Data entries:
>> Begin

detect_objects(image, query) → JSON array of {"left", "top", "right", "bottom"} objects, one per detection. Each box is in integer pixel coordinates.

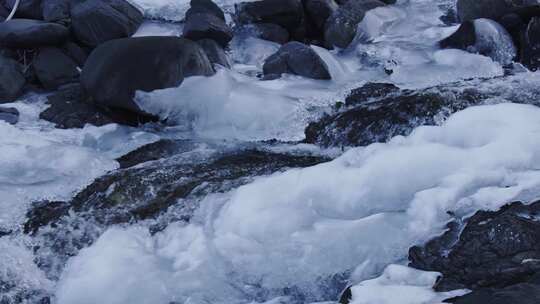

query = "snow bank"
[
  {"left": 57, "top": 104, "right": 540, "bottom": 304},
  {"left": 351, "top": 265, "right": 467, "bottom": 304}
]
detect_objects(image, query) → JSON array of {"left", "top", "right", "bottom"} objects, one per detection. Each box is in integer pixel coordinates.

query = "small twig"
[{"left": 4, "top": 0, "right": 21, "bottom": 22}]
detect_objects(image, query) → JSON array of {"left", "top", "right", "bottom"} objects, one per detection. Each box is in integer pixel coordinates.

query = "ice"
[
  {"left": 56, "top": 104, "right": 540, "bottom": 304},
  {"left": 350, "top": 265, "right": 467, "bottom": 304},
  {"left": 0, "top": 98, "right": 157, "bottom": 230}
]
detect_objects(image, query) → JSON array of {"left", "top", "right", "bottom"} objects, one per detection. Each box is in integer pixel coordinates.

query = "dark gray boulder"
[
  {"left": 0, "top": 56, "right": 26, "bottom": 103},
  {"left": 457, "top": 0, "right": 539, "bottom": 21},
  {"left": 520, "top": 17, "right": 540, "bottom": 71},
  {"left": 41, "top": 0, "right": 70, "bottom": 23},
  {"left": 236, "top": 0, "right": 304, "bottom": 34},
  {"left": 0, "top": 107, "right": 19, "bottom": 125},
  {"left": 409, "top": 202, "right": 540, "bottom": 290},
  {"left": 81, "top": 37, "right": 214, "bottom": 113},
  {"left": 324, "top": 0, "right": 385, "bottom": 48},
  {"left": 304, "top": 0, "right": 339, "bottom": 31},
  {"left": 197, "top": 39, "right": 231, "bottom": 68},
  {"left": 183, "top": 13, "right": 233, "bottom": 47},
  {"left": 33, "top": 47, "right": 79, "bottom": 89},
  {"left": 71, "top": 0, "right": 143, "bottom": 47},
  {"left": 0, "top": 19, "right": 69, "bottom": 49},
  {"left": 235, "top": 23, "right": 289, "bottom": 44},
  {"left": 0, "top": 0, "right": 42, "bottom": 20},
  {"left": 263, "top": 41, "right": 332, "bottom": 80}
]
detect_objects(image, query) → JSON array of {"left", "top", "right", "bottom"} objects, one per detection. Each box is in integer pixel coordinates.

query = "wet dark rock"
[
  {"left": 0, "top": 0, "right": 42, "bottom": 20},
  {"left": 0, "top": 107, "right": 19, "bottom": 125},
  {"left": 0, "top": 55, "right": 26, "bottom": 103},
  {"left": 183, "top": 13, "right": 233, "bottom": 47},
  {"left": 521, "top": 17, "right": 540, "bottom": 71},
  {"left": 186, "top": 0, "right": 225, "bottom": 21},
  {"left": 0, "top": 19, "right": 69, "bottom": 49},
  {"left": 409, "top": 202, "right": 540, "bottom": 290},
  {"left": 41, "top": 0, "right": 71, "bottom": 23},
  {"left": 81, "top": 37, "right": 214, "bottom": 114},
  {"left": 39, "top": 85, "right": 118, "bottom": 129},
  {"left": 439, "top": 21, "right": 476, "bottom": 50},
  {"left": 457, "top": 0, "right": 538, "bottom": 21},
  {"left": 71, "top": 0, "right": 143, "bottom": 47},
  {"left": 305, "top": 84, "right": 480, "bottom": 147},
  {"left": 197, "top": 39, "right": 231, "bottom": 68},
  {"left": 236, "top": 0, "right": 304, "bottom": 34},
  {"left": 33, "top": 47, "right": 79, "bottom": 89},
  {"left": 236, "top": 23, "right": 289, "bottom": 44},
  {"left": 263, "top": 41, "right": 332, "bottom": 80},
  {"left": 447, "top": 283, "right": 540, "bottom": 304},
  {"left": 324, "top": 0, "right": 385, "bottom": 48}
]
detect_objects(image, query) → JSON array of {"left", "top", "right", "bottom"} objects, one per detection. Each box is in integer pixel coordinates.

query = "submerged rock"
[
  {"left": 81, "top": 37, "right": 214, "bottom": 114},
  {"left": 409, "top": 202, "right": 540, "bottom": 290},
  {"left": 0, "top": 19, "right": 69, "bottom": 49},
  {"left": 263, "top": 42, "right": 332, "bottom": 80},
  {"left": 71, "top": 0, "right": 143, "bottom": 47}
]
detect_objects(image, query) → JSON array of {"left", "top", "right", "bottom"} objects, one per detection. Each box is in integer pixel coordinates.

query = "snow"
[
  {"left": 56, "top": 104, "right": 540, "bottom": 304},
  {"left": 350, "top": 265, "right": 467, "bottom": 304}
]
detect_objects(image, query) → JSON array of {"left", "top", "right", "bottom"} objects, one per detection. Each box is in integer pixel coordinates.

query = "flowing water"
[{"left": 0, "top": 0, "right": 540, "bottom": 304}]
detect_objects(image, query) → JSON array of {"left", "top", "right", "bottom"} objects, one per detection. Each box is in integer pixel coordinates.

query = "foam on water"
[{"left": 57, "top": 104, "right": 540, "bottom": 304}]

>> End

**Exercise brief:** Locate every line in the rows that contains the word "water" and copy each of those lines.

**Answer for this exercise:**
query = "flowing water"
query = "foam on water"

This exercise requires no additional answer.